**Aim of the task**
Reproduce every one of the records below word for word, line by line, without changing anything.

**Input for this task**

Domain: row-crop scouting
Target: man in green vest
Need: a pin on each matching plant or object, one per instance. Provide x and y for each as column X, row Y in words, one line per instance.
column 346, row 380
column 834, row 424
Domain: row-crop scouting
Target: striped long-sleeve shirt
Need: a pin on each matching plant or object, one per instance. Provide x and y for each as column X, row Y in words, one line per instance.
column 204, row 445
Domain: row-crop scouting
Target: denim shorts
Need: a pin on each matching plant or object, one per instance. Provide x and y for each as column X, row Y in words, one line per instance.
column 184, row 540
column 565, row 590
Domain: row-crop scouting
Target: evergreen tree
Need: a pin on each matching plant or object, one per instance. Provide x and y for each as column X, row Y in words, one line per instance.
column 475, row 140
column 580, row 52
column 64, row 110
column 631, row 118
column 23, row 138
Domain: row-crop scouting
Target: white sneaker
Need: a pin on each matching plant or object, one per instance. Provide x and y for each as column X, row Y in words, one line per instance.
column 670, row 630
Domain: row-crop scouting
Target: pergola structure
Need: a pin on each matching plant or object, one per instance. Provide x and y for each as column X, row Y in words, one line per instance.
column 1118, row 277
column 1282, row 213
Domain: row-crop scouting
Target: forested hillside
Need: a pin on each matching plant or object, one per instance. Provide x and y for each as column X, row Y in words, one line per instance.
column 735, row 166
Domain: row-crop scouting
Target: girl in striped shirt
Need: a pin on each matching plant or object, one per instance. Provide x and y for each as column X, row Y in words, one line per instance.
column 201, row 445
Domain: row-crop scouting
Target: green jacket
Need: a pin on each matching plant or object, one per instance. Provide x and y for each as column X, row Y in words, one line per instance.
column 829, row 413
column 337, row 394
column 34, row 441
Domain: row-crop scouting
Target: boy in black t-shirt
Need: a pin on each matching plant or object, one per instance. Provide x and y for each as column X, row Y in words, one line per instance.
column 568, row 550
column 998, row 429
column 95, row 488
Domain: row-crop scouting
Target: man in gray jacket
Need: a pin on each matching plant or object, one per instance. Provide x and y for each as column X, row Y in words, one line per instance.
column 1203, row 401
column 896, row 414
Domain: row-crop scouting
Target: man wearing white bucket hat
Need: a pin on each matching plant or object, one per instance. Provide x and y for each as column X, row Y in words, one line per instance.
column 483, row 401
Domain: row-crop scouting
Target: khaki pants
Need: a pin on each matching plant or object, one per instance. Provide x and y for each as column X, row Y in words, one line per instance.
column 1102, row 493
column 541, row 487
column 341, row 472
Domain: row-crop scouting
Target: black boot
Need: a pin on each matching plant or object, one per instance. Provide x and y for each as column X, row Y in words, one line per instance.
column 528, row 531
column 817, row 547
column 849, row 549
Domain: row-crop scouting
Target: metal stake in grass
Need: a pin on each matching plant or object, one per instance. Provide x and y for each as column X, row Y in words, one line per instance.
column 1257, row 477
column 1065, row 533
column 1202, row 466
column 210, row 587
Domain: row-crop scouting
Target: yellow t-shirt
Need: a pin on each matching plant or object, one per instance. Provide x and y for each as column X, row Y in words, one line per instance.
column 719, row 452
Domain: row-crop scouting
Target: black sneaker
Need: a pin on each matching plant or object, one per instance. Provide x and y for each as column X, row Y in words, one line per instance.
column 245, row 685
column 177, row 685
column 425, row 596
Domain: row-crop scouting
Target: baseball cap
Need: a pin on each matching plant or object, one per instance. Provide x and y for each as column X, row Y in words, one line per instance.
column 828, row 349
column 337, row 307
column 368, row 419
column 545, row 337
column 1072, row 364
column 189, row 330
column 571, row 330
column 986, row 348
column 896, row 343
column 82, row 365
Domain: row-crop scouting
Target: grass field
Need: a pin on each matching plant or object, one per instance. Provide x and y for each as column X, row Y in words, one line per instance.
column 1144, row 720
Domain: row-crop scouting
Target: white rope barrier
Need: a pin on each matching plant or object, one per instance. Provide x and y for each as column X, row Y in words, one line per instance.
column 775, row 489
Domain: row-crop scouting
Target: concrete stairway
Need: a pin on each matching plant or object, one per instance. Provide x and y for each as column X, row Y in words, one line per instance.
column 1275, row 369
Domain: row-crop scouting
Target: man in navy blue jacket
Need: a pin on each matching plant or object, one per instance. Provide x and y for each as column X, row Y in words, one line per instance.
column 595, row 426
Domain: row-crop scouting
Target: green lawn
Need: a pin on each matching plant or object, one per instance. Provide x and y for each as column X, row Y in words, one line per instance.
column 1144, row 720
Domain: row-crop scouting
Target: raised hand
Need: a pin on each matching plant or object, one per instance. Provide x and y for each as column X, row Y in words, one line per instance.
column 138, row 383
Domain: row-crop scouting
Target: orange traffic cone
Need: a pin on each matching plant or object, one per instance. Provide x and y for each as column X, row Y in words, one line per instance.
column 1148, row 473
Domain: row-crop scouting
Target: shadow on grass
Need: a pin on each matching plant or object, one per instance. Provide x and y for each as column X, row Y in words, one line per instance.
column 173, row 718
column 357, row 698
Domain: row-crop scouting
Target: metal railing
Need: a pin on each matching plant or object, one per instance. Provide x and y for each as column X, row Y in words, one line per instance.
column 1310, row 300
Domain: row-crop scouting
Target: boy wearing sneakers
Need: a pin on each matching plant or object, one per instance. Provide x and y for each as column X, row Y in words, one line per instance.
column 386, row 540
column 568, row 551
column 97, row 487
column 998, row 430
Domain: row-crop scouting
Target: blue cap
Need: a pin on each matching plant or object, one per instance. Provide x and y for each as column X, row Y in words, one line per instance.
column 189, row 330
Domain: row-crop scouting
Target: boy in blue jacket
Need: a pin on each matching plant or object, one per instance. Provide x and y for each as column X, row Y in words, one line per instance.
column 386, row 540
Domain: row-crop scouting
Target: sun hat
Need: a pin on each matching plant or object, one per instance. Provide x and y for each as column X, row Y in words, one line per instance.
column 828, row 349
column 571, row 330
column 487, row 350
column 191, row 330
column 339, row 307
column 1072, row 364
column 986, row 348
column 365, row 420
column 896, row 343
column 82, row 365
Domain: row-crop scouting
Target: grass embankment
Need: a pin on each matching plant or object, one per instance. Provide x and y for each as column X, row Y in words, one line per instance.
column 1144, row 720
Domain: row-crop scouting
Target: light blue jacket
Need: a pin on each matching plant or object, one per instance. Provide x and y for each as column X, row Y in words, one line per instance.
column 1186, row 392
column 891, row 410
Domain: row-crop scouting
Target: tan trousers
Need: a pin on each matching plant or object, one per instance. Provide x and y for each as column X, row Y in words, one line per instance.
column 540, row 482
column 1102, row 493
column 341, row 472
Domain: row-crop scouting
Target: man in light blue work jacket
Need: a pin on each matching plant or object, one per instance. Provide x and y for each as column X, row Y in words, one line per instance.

**Solution to this exercise**
Domain: row-crop scouting
Target: man in green vest
Need: a pin on each matching plant or object, one per instance. Provide x and y for each as column X, row Y in words, one line per instance.
column 346, row 380
column 834, row 424
Domain: row-crop scouting
Target: striped long-sleeve shirt
Need: a pin on each matching plant or object, one per instance. Provide x and y for each as column X, row Y in words, one line per instance.
column 204, row 445
Domain: row-crop scouting
Target: denim shorts
Need: a pin on each matching plant or object, one per instance. Provide x and y for each as column X, row Y in words, one line per instance.
column 184, row 540
column 565, row 590
Domain: row-crop scouting
Target: evergreen tree
Need: a pin on each matching plant or object, one per instance. Provide x and y for each as column X, row Y in words, one line per instance.
column 475, row 140
column 580, row 52
column 64, row 110
column 631, row 118
column 23, row 138
Domain: row-crop scouting
Target: white sneaker
Need: a pin on each matching plant or object, one per instance. Provide x and y for each as column X, row Y in words, one line per instance.
column 670, row 630
Domain: row-crop scouting
Target: pergola structure
Need: a pin on each matching plant or object, one per instance. Provide x and y for each as column X, row Y in words, one line per instance.
column 1118, row 277
column 1282, row 213
Domain: row-crop scouting
Target: forested hillside
Need: a pin on each matching plant or object, one per instance. Provide x and y for each as column X, row Y in words, one line per instance.
column 735, row 166
Domain: row-crop scouting
Target: girl in striped shirt
Need: a pin on each matching plant or object, one per instance. Provide x and y for each as column X, row Y in words, one line per instance.
column 201, row 445
Domain: row-crop scouting
Target: green jacket
Need: a pin on each matching plant or object, one per instance. Provide x and y for each as column X, row Y in words, one line per instance.
column 829, row 413
column 337, row 394
column 34, row 441
Domain: row-crop scouting
Target: boy in black t-shirt
Need: a pin on each matching plant or object, one per instance. Provide x and y for each as column X, row Y in words, one line per instance.
column 568, row 550
column 998, row 429
column 95, row 488
Domain: row-crop scouting
Target: man in gray jacket
Need: a pin on each matching plant or object, one per instance. Provide x and y for each as column X, row Y in words, one line per instance.
column 1203, row 401
column 896, row 414
Domain: row-crop scouting
Target: man wearing white bucket hat
Need: a pin on each matching plant or object, one per instance. Provide x and y for each as column X, row Y in words, one line per instance.
column 483, row 401
Domain: row-crop scouting
Target: khaki pants
Need: a pin on each matching plant or object, one per instance. Provide x and y for each as column X, row Y in words, one line per instance.
column 1102, row 493
column 541, row 487
column 341, row 472
Domain: row-crop scouting
Target: black boot
Need: a pin on each matching plant or object, one per instance. Provide x and y for each as column X, row Y in words, one line per instance.
column 528, row 531
column 817, row 547
column 849, row 549
Domain: row-crop scouting
Target: metal stake in grass
Need: a pin on each matching plant or object, one per instance. Provide x and y for each as column X, row Y in words, one line per instance.
column 1257, row 477
column 1065, row 533
column 1202, row 466
column 210, row 587
Domain: row-crop scouting
Target: yellow t-shirt
Need: a pin on each matching plant or object, one per instance. Provide x and y for each as column X, row Y in words, one line per instance.
column 719, row 452
Domain: row-crop scouting
Target: black sneaker
Need: a pin on each matching plant or object, one per instance. Provide x and y for each as column X, row Y in words, one line per instance.
column 245, row 685
column 177, row 685
column 425, row 596
Domain: row-crop scouting
Target: baseball cap
Need: a pin on each matching plant or object, one per instance. Provide x and y for each as column X, row Y in words, one line per instance.
column 828, row 349
column 337, row 307
column 368, row 419
column 545, row 337
column 1072, row 364
column 189, row 330
column 571, row 330
column 986, row 348
column 896, row 343
column 82, row 365
Domain: row-crop scouting
Target: grass field
Need: a pin on each matching plant or object, one per instance. Provide x and y for each as column X, row Y in words, one line per instance.
column 1144, row 720
Domain: row-crop scouting
Target: white rope barrier
Need: a pin on each matching plant or object, one per instance. Provide x and y for each as column X, row Y in words, one line per instance.
column 775, row 489
Domain: row-crop scouting
Target: concrete stairway
Need: a pin on each matching plant or object, one per instance. Provide x and y for each as column X, row Y in words, one line per instance.
column 1275, row 369
Domain: row-crop scouting
Target: man in navy blue jacket
Need: a pin on each matching plant or object, one per instance. Provide x and y for each as column X, row Y in words, one line per instance.
column 595, row 426
Domain: row-crop scouting
Target: green lawn
Need: a pin on each matching plant or object, one per instance. Provide x and y for each as column X, row Y in words, one line per instance.
column 1144, row 720
Domain: row-crop scouting
Target: raised hand
Need: a pin on each matching plant or object, one per instance. Provide x and y for each as column X, row Y in words, one line per instance.
column 138, row 383
Domain: row-crop scouting
Target: orange traffic cone
Need: a pin on each matching plant or object, one per instance. Provide x and y for each as column X, row Y in words, one line per instance.
column 1148, row 473
Domain: row-crop scouting
Target: shadow on grass
Need: a pin on each matching plant or object, one per instance. Provide x and y for each as column X, row Y in words, one line per instance.
column 173, row 718
column 357, row 698
Domain: row-crop scouting
Target: metal railing
Need: a pin on each matching plant or object, one per instance. Provide x and y for each as column X, row Y in words, one line per instance.
column 1310, row 300
Domain: row-crop scouting
Target: boy wearing sneakers
Need: a pin on each matching plant or object, one per instance. Provide x and y for each as column X, row Y in words, one line per instance.
column 386, row 540
column 568, row 551
column 97, row 487
column 998, row 430
Domain: row-crop scouting
Target: blue cap
Need: a pin on each matching plant or object, one per instance. Provide x and y for each as column X, row Y in words, one line per instance.
column 189, row 330
Domain: row-crop scouting
Target: boy in blue jacket
Need: a pin on each matching plant or object, one per instance. Provide x and y for each as column X, row Y in words, one line per instance.
column 386, row 540
Domain: row-crop scouting
Target: sun hat
Need: a pin on each matching plant or object, one per instance. Provide x and y for each as column X, row Y in words, one line per instance.
column 828, row 349
column 571, row 330
column 487, row 350
column 191, row 330
column 339, row 307
column 1072, row 364
column 986, row 348
column 365, row 420
column 896, row 343
column 82, row 365
Domain: row-crop scouting
Target: grass embankment
Need: a pin on each matching plant or object, one per instance. Provide x and y for each as column X, row Y in words, one line per instance.
column 1144, row 720
Domain: row-crop scouting
Target: light blue jacket
Need: a pin on each matching plant or object, one per instance. Provide x and y for each as column X, row Y in words, one line per instance.
column 1186, row 392
column 891, row 410
Domain: row-crop scouting
Target: tan trousers
Need: a pin on each matching plant or object, one per instance. Provide x and y for each as column X, row Y in words, one line per instance.
column 540, row 482
column 1102, row 493
column 341, row 472
Domain: row-crop scouting
Target: man in light blue work jacket
Need: a pin on each matching plant or object, one per instance. Provide x and y for each as column X, row Y in words, one line per instance.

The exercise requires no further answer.